**Quoted passage:**
=======

Along Route 99 there are three rest areas. The Chester H. Warlow rest stop near Kingsburg is the only one that is not a pair of rest stops; that is, north or southbound, you go off to the east side of 99 to get to the rest stop.
Route 99 Rest Stops

It was recently rehabbed and probably because of that I noticed this memorial plaque for the first time.
Chester H. Warlow Memorial Rest Area (4898)

I set off on a search to find out who he was. On this page there's a photo of the plaque from 2007, proving it was there before the rehab. The photographer says there's another plaque near the Marin County end of the Golden Gate Bridge, but I didn't find any other references to that. Bay Area readers, if you can point me to a photo of that plaque, I would appreciate it.

Photos of the rest stop here.

From a history of Fresno County:

Chester H. Warlow, the youngest of the four children, was born on June 3, 1889 and was only six months old when he came to Fresno with his parents. He attended the grammar schools and then went to the Kemper Military Academy at Boonville, Mo., one of the best military schools of its size in the country, from which he was graduated in 1906. He then entered the Leland Stanford University and took the prelegal course and was graduated in 1911 with the degree of A.B.; and in the fall of that year he matriculated at the Harvard Law School, at Cambridge, Mass. For a year there he specialized in law, and the following year returned to Leland Stanford and completed the Stanford Law School course. When he graduated, as a member of the Class of '13, he received the degree of Doctor of Law.

Returning to Fresno, Mr. Warlow entered the law office of his father, and father and son formed the partnership of Warlow & Warlow. At the opening of the World War, Chester volunteered in the regular army, and was sent to Kelley Field, Texas; and later on he was assigned to the One Hundred Fifth Aero Squadron there, where he attained to the rank of First Lieutenant. He was honorably discharged on December 24, 1918, and arrived home on the following New Year's Day. The first of February he opened his law office at 812 Griffith-McKenzie Building, and since then has been busy at the commencement of his independent career in which, it is safe to say, he will ably and conscientiously maintain the enviable traditions of his honored father.

=======

Items listed in a dataset:
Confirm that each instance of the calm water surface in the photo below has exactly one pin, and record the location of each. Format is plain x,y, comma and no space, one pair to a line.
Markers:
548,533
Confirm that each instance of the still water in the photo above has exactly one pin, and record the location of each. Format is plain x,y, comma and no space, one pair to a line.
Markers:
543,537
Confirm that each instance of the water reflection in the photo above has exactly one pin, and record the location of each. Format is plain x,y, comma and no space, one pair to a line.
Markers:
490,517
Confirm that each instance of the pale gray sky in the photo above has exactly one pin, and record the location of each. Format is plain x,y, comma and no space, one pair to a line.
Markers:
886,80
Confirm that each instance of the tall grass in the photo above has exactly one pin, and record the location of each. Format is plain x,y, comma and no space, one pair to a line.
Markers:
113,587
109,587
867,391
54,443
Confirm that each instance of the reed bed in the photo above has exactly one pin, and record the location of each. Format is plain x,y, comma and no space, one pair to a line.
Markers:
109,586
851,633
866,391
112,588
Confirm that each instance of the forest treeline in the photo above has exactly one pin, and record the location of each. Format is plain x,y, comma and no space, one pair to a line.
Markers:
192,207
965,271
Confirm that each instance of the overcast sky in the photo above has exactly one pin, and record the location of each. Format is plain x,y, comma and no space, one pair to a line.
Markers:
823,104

=======

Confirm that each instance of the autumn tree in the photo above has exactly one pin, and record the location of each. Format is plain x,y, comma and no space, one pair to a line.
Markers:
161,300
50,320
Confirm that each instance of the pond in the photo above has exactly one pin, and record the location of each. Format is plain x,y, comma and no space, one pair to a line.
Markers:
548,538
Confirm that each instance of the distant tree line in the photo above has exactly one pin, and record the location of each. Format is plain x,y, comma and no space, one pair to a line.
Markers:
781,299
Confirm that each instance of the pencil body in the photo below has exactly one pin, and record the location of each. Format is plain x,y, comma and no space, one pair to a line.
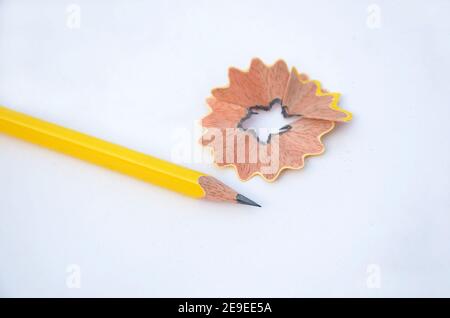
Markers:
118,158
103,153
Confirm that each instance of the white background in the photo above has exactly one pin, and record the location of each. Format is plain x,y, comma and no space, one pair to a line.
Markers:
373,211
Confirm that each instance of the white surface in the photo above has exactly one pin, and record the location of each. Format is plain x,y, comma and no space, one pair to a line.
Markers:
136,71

=======

**Jobs:**
1) In the Chester H. Warlow rest stop text, from which military academy did Warlow graduate in 1906?
2) Extend the Chester H. Warlow rest stop text, starting after its last sentence.

**Responses for each task:**
1) The Kemper Military Academy at Boonville, Mo.

2)
The San Joaquin Light and Power Magazine for Consumers and Employees of January 1914 published this poem by Chester H. Warlow:

An Invitation

Oh! Where is the land that God forgot?
  Some said 'twas Coalinga, you know,
But that was before all the drilling;
  Yes, that was long years ago.

You of the City, at present
  Would say He'd forgotten it still.
But what do you know of the Oil Fields—
  What do you know of a drill?

You've never had your hands grimy,
  Covered thick with black-blue oil.
You have never lived in the open;
  You think of this life as toil.

You have never heard the sand line
  Go singing against the rim
Of the great big twelve-inch casing,
  As the bailer went plunging down in.

You have never sat in the evening
  When the moon lit the derrick towers
And seen all the field lights gleaming;
  Just sat there passing the hours.

You've not heard the puffs of the engines,
  So quiet they seemed but a part
Of the magnitude of the Evening.
  Why, man! What's become of your heart?

If you cannot love our oil fields,
  It's because you don't understand.
You've been cooped up in the City
  'Till your life's throttled down by its hand.

Come out with us 'mid the derricks,
  Be it Kreyenhagen or Oil City lease,
Come out to a life worth living,
  Come out where there's quiet and peace.

Then you'll not say God has forgotten,
  If you're tired of living, my friend;
Come with me to our Oil Fields,
  Life will be worth living then.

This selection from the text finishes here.